• Requirements: Return exactly the lines from the one containing "Where can you spot the stainless" through the last line of the records below, both included, and leave out any pictures.

(Data entries)
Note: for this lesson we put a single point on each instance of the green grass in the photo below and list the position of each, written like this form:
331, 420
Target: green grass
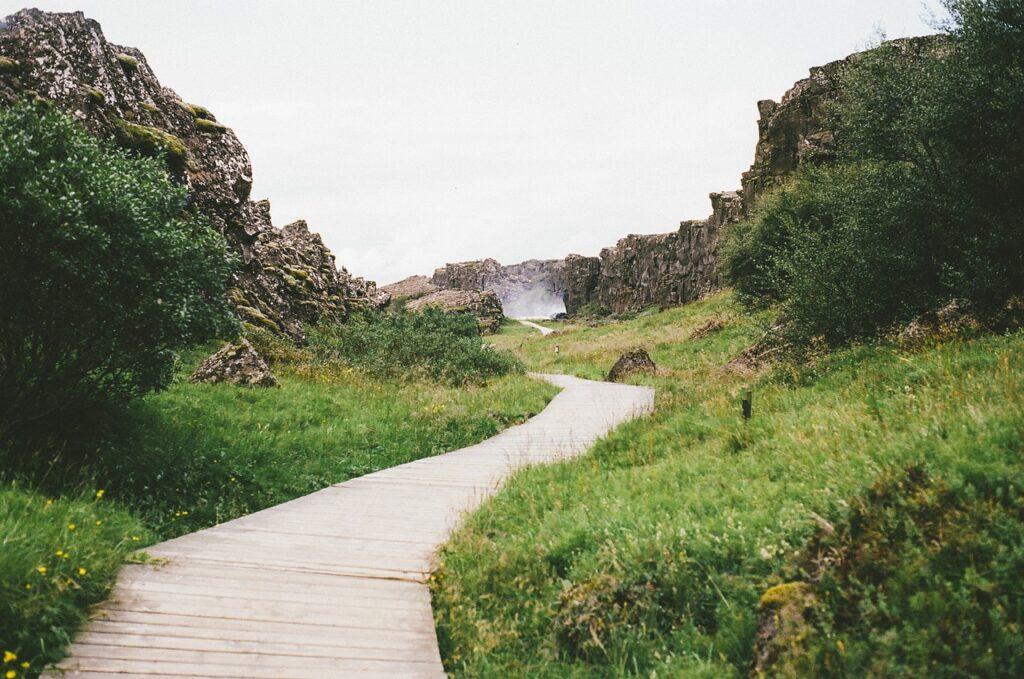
649, 555
197, 455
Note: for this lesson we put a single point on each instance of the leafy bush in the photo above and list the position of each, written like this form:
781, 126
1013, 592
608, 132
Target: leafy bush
430, 344
103, 273
924, 204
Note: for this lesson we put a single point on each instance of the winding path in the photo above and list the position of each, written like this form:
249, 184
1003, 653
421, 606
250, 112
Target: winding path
332, 584
536, 326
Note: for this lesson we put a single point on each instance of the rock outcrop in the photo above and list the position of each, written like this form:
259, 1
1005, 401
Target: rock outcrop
236, 363
535, 288
289, 277
794, 130
411, 288
635, 362
483, 304
663, 269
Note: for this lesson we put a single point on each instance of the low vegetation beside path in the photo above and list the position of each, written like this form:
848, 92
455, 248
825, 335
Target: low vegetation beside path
866, 520
198, 455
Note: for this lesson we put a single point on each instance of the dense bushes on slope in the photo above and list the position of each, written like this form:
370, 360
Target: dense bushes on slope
103, 271
427, 344
924, 203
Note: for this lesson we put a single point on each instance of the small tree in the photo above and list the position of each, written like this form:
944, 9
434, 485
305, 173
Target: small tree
925, 203
103, 272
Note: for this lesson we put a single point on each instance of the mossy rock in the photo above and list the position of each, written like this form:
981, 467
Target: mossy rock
782, 594
95, 94
198, 112
238, 297
256, 317
209, 126
8, 66
154, 141
297, 272
127, 61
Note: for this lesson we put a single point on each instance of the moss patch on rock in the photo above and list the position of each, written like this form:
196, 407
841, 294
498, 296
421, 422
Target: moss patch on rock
153, 141
198, 112
209, 126
127, 61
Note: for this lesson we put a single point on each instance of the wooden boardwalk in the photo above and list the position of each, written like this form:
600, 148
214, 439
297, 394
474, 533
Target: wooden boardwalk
332, 584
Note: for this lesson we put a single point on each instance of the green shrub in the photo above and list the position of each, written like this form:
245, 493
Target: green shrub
430, 344
104, 274
924, 204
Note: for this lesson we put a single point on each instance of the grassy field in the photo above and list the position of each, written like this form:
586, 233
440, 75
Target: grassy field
881, 487
198, 455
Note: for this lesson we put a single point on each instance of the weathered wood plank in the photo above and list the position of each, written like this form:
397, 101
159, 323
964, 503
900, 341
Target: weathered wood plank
332, 584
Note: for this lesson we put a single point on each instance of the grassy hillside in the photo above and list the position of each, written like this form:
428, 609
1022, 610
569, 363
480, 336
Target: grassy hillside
881, 487
198, 455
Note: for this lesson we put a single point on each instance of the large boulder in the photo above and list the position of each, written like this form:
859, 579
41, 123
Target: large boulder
237, 363
635, 362
484, 305
289, 278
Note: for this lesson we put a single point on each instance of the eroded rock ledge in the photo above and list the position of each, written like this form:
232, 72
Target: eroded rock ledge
289, 278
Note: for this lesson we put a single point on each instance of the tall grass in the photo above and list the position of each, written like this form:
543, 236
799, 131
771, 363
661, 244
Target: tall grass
652, 553
198, 455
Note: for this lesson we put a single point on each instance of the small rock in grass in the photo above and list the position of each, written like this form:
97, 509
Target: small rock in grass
237, 363
632, 363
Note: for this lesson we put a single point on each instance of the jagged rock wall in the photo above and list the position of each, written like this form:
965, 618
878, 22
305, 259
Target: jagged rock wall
532, 288
663, 269
289, 277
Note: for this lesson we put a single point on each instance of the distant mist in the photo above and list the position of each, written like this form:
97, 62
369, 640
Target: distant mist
532, 303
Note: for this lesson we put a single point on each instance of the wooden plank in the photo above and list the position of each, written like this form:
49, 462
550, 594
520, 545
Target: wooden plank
332, 584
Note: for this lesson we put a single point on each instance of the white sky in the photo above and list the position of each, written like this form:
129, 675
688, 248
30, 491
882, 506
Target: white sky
415, 133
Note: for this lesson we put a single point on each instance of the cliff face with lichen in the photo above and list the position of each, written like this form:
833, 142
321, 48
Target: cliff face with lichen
289, 278
663, 269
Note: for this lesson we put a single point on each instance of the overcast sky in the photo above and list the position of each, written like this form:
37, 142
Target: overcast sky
414, 133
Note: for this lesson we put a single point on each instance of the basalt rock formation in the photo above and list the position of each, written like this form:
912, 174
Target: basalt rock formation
289, 277
663, 269
411, 288
236, 363
483, 304
532, 288
666, 269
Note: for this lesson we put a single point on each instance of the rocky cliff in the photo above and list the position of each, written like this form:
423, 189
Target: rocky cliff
662, 269
289, 277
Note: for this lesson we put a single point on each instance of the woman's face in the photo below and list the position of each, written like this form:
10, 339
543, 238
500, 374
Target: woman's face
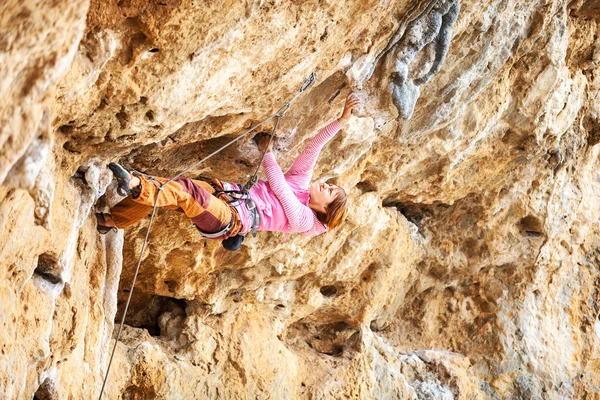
321, 195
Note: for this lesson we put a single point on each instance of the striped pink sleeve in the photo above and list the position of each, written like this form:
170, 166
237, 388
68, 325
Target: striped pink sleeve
301, 171
300, 217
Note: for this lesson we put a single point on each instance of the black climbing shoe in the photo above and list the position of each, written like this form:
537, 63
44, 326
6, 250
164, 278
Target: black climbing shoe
101, 224
123, 177
233, 243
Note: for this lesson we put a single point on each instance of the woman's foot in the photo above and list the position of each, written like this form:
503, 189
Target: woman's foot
126, 181
105, 223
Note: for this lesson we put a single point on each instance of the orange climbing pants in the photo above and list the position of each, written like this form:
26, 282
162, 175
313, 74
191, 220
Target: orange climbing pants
192, 197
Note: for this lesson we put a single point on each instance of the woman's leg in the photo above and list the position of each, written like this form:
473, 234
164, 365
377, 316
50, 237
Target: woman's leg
194, 198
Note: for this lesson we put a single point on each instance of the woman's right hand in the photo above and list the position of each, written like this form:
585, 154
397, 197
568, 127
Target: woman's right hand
352, 101
264, 142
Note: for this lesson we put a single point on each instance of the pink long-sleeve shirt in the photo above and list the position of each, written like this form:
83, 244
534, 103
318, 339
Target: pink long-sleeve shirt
282, 200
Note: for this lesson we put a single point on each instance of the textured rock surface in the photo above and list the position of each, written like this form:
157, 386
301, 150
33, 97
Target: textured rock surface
468, 267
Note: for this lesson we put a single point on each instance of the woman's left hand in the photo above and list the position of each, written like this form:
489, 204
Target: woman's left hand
352, 101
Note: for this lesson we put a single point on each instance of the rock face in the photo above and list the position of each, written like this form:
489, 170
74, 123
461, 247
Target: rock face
468, 267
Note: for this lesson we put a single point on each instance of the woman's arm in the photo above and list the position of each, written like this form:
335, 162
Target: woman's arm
301, 171
300, 217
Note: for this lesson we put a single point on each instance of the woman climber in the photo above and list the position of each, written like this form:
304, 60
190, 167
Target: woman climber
282, 203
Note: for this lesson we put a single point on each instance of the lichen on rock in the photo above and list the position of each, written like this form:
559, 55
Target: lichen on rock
467, 268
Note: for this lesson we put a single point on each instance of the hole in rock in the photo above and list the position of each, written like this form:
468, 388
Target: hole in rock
366, 187
48, 268
329, 291
122, 117
531, 227
65, 129
46, 391
153, 313
330, 339
378, 325
236, 295
369, 274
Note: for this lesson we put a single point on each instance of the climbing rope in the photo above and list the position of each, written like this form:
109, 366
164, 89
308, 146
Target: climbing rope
251, 181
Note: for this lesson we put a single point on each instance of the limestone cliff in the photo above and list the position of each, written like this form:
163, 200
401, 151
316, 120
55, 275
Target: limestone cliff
468, 267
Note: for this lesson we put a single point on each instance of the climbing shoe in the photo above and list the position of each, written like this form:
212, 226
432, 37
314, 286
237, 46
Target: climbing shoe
101, 226
234, 242
123, 177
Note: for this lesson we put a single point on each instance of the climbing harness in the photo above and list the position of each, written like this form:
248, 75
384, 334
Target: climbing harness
246, 188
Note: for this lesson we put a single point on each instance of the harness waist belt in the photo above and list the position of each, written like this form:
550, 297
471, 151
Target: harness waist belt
235, 192
216, 234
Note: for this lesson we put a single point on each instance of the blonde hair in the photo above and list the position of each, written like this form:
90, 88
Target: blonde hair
337, 210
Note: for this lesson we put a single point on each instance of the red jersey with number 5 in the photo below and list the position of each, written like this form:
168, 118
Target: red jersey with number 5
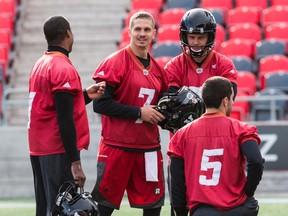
214, 164
135, 86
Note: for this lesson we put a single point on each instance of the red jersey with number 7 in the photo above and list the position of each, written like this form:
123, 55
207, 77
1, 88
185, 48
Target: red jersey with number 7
135, 86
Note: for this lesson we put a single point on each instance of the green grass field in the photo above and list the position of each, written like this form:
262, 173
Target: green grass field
266, 209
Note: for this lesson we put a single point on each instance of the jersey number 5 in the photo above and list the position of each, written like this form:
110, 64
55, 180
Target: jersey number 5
215, 166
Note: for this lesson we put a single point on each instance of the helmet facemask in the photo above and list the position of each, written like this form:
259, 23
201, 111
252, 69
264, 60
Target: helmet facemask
197, 21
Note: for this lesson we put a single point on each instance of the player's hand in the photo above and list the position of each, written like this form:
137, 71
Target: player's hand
95, 91
78, 174
151, 115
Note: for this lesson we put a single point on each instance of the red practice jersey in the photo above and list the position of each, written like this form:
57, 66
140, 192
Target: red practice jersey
54, 72
183, 71
135, 86
213, 162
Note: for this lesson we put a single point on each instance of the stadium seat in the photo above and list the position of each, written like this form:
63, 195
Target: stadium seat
166, 48
147, 4
240, 109
277, 79
220, 33
168, 32
171, 16
246, 82
122, 44
279, 2
8, 7
5, 38
274, 14
224, 5
186, 4
269, 64
276, 31
249, 31
269, 47
260, 4
6, 23
163, 60
238, 47
261, 110
218, 15
124, 34
243, 63
243, 15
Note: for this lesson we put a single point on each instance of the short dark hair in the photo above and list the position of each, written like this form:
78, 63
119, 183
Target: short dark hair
214, 90
141, 15
55, 29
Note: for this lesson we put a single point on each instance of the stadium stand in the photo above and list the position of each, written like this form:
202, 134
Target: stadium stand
186, 4
259, 4
274, 14
166, 48
243, 63
261, 110
271, 64
277, 31
277, 79
171, 16
269, 47
249, 31
243, 15
238, 47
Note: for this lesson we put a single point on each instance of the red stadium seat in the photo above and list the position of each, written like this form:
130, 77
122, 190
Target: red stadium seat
277, 79
5, 38
278, 31
4, 60
220, 33
243, 15
246, 82
186, 4
279, 2
153, 12
269, 47
171, 16
166, 48
219, 15
260, 4
249, 31
274, 14
238, 47
124, 34
224, 5
8, 7
6, 23
147, 4
122, 44
163, 60
270, 64
240, 109
168, 33
243, 63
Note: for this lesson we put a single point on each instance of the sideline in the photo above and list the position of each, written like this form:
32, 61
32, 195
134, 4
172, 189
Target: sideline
18, 204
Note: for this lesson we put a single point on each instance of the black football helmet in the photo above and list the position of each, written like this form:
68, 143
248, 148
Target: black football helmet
72, 200
179, 108
197, 21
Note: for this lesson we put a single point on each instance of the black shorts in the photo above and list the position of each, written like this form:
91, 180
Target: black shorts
249, 208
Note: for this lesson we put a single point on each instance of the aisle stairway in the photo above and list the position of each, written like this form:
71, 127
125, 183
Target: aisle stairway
96, 26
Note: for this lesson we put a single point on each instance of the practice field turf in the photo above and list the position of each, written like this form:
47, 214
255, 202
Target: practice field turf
268, 207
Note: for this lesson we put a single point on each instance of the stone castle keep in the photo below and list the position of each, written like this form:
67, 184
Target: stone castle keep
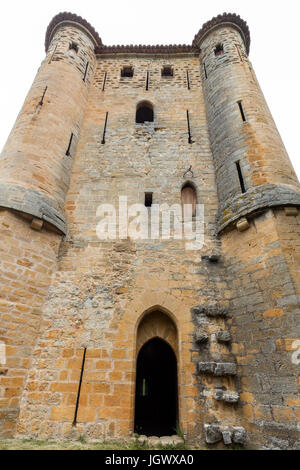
105, 338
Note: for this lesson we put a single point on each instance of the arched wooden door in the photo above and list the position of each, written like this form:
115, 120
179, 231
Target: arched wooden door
156, 401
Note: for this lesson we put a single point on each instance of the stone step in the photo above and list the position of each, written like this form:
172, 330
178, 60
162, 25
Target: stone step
218, 369
227, 396
154, 441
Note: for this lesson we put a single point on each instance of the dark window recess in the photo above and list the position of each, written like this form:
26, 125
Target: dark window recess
189, 197
127, 72
85, 72
188, 79
53, 54
104, 130
242, 111
148, 199
240, 174
43, 96
73, 47
239, 52
144, 113
189, 127
68, 152
104, 81
219, 50
167, 72
79, 388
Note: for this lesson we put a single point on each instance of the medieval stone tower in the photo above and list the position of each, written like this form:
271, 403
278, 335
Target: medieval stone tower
105, 338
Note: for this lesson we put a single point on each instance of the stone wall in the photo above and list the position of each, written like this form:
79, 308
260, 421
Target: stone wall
28, 259
102, 289
229, 310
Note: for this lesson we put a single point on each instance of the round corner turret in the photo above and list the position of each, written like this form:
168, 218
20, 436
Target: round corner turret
70, 19
226, 19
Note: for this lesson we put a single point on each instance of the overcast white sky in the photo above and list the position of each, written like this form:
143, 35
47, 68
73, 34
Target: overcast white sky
274, 28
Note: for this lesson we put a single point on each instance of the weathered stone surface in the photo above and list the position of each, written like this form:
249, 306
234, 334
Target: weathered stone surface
227, 437
200, 337
211, 310
212, 433
226, 396
59, 296
239, 435
218, 369
223, 336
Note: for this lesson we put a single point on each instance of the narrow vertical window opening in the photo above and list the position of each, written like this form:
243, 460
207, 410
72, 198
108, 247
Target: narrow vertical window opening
144, 113
85, 72
104, 81
43, 96
167, 71
53, 54
242, 111
79, 388
189, 197
239, 52
240, 174
189, 127
104, 130
188, 80
68, 152
148, 199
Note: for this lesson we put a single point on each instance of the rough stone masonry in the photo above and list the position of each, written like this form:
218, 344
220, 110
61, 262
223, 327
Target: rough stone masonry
77, 311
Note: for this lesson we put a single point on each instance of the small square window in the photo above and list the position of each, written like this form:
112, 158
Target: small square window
127, 72
73, 47
167, 71
219, 50
148, 199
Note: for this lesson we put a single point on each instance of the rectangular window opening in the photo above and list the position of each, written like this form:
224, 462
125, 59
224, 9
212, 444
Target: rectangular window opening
148, 199
167, 71
240, 174
127, 72
73, 47
53, 54
242, 111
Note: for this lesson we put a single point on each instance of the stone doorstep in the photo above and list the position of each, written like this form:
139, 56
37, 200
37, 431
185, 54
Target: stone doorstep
164, 441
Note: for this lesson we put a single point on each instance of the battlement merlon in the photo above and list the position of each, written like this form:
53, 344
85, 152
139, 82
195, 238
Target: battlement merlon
66, 18
70, 19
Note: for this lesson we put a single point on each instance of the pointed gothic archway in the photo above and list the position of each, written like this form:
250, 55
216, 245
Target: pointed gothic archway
156, 395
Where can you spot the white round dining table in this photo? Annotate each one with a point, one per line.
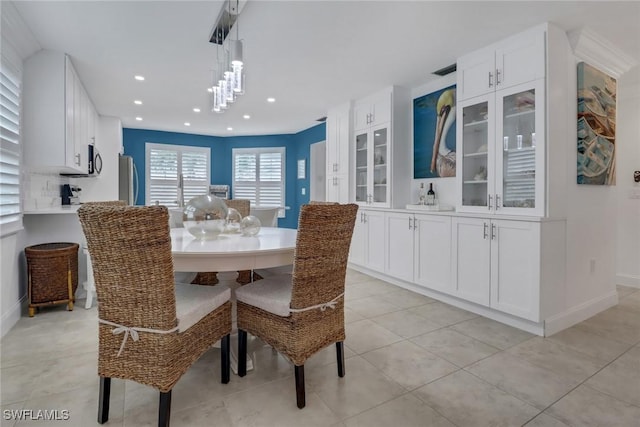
(271, 247)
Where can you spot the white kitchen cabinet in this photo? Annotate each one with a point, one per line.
(56, 111)
(381, 149)
(432, 252)
(498, 264)
(400, 244)
(472, 258)
(338, 147)
(501, 146)
(419, 249)
(368, 240)
(513, 61)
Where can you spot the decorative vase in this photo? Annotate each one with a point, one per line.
(205, 217)
(250, 225)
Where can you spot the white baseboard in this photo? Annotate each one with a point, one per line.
(579, 313)
(11, 317)
(628, 280)
(523, 324)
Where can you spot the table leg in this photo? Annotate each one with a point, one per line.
(89, 285)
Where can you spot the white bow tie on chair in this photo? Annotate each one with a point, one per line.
(133, 331)
(331, 304)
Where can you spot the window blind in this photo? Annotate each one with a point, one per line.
(10, 211)
(258, 175)
(166, 164)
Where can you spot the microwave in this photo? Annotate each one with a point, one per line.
(94, 161)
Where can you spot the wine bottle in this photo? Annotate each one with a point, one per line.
(431, 196)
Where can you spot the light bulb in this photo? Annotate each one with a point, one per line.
(216, 99)
(238, 79)
(228, 76)
(222, 86)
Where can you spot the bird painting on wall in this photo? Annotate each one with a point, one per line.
(443, 160)
(434, 135)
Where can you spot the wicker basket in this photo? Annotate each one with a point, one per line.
(52, 274)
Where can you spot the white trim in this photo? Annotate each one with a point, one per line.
(579, 313)
(11, 316)
(591, 47)
(525, 325)
(628, 280)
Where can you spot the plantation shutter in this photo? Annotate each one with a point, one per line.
(258, 175)
(167, 163)
(10, 212)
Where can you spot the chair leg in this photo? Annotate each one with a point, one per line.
(340, 356)
(300, 395)
(225, 361)
(164, 412)
(242, 353)
(103, 400)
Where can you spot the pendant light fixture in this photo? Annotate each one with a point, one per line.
(228, 79)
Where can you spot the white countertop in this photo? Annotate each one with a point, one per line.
(67, 209)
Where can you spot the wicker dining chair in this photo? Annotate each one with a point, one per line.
(243, 206)
(302, 313)
(151, 330)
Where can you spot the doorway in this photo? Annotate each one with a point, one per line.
(317, 171)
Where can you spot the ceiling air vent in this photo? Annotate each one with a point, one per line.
(446, 70)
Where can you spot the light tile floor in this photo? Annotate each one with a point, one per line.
(410, 361)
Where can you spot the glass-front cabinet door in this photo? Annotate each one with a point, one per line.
(520, 158)
(372, 166)
(380, 165)
(475, 171)
(362, 166)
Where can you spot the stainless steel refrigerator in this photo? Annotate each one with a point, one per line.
(127, 180)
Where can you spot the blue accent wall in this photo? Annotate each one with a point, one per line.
(296, 148)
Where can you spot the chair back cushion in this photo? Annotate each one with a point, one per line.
(195, 302)
(130, 249)
(322, 252)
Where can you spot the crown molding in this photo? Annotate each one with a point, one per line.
(591, 47)
(16, 33)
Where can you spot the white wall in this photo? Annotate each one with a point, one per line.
(628, 160)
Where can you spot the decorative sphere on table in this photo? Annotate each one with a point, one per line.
(250, 225)
(205, 217)
(233, 221)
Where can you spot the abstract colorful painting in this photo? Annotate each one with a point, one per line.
(596, 126)
(434, 134)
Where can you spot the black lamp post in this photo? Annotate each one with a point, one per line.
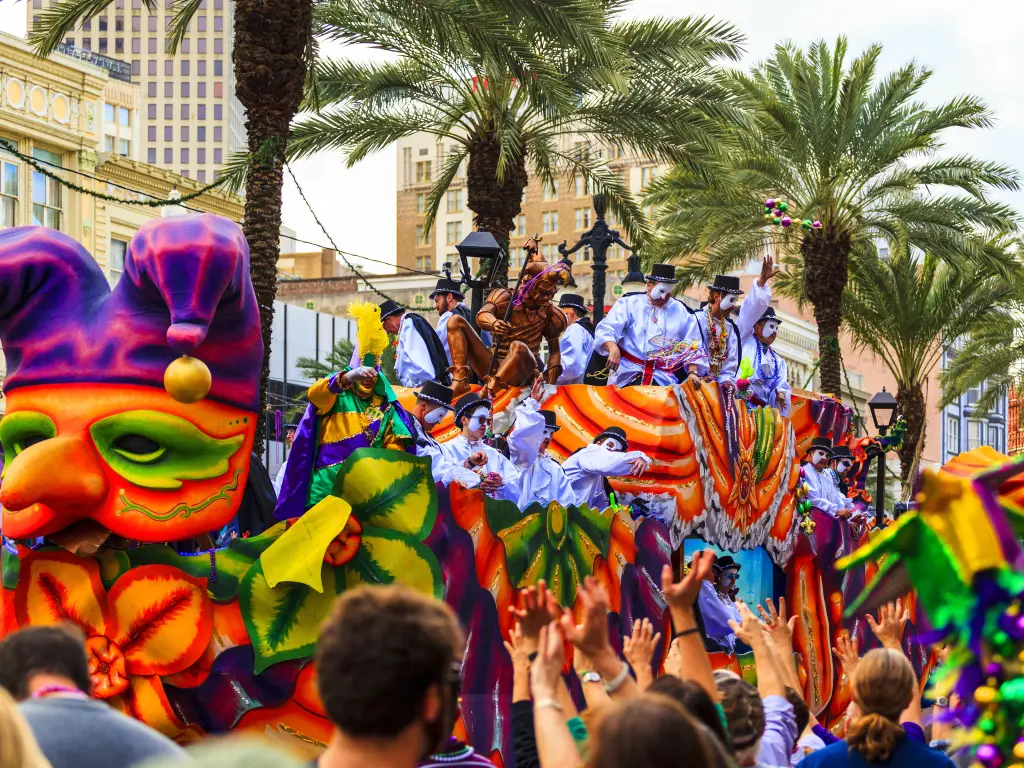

• Result of the task:
Where can you spot the stainless steel refrigerator in this photo? Annotate each one with a point, one per line.
(127, 180)
Where can you spot the blue accent wall in this photo? Annotate each one with a point, one per line.
(296, 148)
Where can you spot the chair back cushion in this photo? Annotate each one with a point, one per line.
(195, 302)
(130, 249)
(322, 252)
Where can you spot the crown molding in this photo? Annotate each one with a point, one per line.
(591, 47)
(16, 33)
Where can you spot the white wall in this photo? Annotate each one with a point, one per line.
(628, 160)
Where can you spot the decorative sphere on table in this photo? Annotate each one with a point, one per line.
(250, 225)
(205, 217)
(233, 221)
Where can you spot the abstract colorful painting in this photo? Annotate each one with a point, one per line.
(596, 126)
(434, 134)
Where can you spot the black lamp post in this photo? Annotate each one with a point, one per line.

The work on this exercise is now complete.